▶ _Record excerpts_:
-----
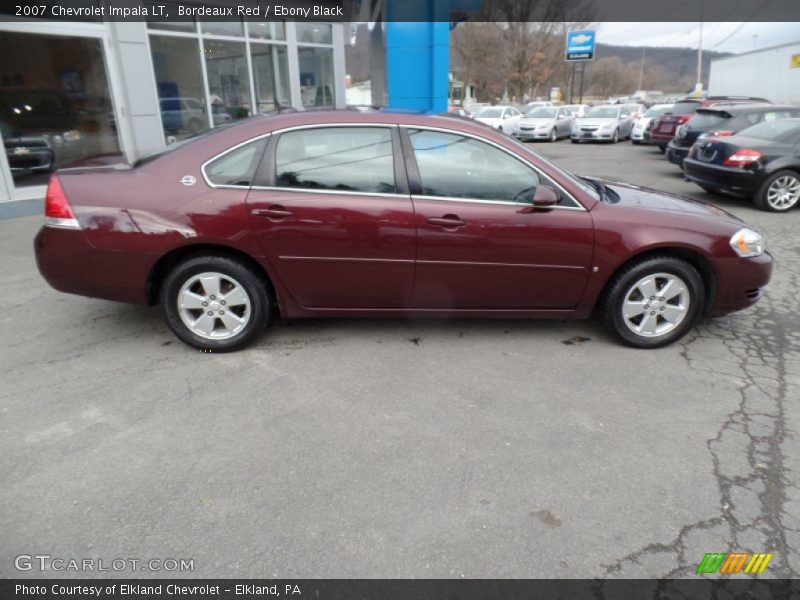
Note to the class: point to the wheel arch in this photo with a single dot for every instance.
-----
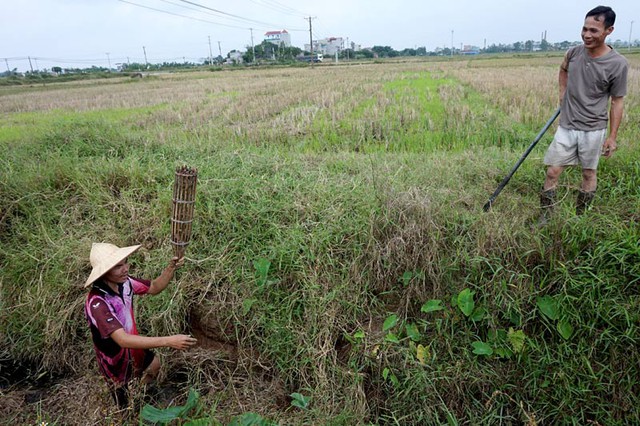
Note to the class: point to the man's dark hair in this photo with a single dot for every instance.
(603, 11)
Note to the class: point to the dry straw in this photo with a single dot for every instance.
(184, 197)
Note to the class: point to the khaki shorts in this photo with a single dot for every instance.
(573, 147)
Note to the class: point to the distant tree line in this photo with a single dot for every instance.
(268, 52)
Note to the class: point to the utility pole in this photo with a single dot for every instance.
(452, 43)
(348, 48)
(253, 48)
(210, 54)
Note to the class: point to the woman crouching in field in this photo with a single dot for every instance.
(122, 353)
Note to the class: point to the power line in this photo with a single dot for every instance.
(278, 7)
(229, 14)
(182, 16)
-----
Please show each line of the records that contains the word "point", copying every such line in full.

Note to the class: point to the wheel arch in this photo with a single dot for every instance.
Note to the class: point to the man's dark hair in this photo with a single dot for every instance.
Note to the class: point to the dry straw in this photo with a single dot for every instance.
Note to the class: point to the khaki shorts in this photo with a single dot for every instance.
Note to the class: point to the distant tree line in this photo with a single dot for every instance.
Note to the class: point to the utility pole in this photo with a single dot for every instance.
Note to the class: point to the woman crouching in field in this photo with a single dot for every instance.
Note to the class: point to the power line in this photo with a single dot for every instance.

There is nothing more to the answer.